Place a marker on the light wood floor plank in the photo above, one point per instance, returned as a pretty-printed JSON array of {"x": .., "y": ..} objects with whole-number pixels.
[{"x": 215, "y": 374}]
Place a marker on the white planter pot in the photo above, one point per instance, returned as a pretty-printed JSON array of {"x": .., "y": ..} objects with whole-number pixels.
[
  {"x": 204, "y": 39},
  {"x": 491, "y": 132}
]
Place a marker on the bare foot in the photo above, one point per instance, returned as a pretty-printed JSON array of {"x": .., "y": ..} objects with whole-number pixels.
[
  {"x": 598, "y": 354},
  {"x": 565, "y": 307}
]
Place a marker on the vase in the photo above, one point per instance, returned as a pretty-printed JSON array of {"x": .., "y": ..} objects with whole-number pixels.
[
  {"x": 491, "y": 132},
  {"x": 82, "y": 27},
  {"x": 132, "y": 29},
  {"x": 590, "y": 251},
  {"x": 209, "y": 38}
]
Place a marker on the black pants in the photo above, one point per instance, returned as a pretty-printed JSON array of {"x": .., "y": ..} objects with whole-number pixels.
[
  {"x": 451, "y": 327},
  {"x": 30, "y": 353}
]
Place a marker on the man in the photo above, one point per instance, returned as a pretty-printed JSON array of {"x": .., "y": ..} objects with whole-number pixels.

**Set problem:** Write out every entry above again, requests included, and scale each x and y coordinate in the answers by 1.25, rounding to the nearest whole number with halves rounded up.

**Expected output:**
Place a marker on the light wood floor plank in the photo above, one point per instance, returned as a pretty-printed JSON array of {"x": .., "y": ..} objects with whole-number pixels.
[{"x": 269, "y": 468}]
Place a marker on the white planter pot in the photo above, one point per instance, returned as a pretty-printed JSON array of {"x": .., "y": ..} objects with whole-number pixels.
[
  {"x": 255, "y": 49},
  {"x": 614, "y": 165}
]
Place a marker on the bare foot in the photo above, one point per instance, returned as a pretty-printed JSON array of {"x": .., "y": ..} objects with whole-number pixels.
[
  {"x": 748, "y": 443},
  {"x": 706, "y": 384}
]
Place a marker on the vase in the photo above, one point per instance, returned as a pretty-printed JSON array of {"x": .., "y": ..} objects with whole-number pixels.
[
  {"x": 614, "y": 165},
  {"x": 103, "y": 34},
  {"x": 165, "y": 36},
  {"x": 738, "y": 314},
  {"x": 261, "y": 48}
]
Place a marker on the black pants in the photo above, one point per instance, returned as a pretty-printed JSON array of {"x": .., "y": ..} objects with whole-number pixels.
[
  {"x": 564, "y": 409},
  {"x": 38, "y": 441}
]
Place a marker on the man in the photo above, one point per instance, returned as a pretty-printed JSON array of {"x": .., "y": ..} objects with whole-number pixels.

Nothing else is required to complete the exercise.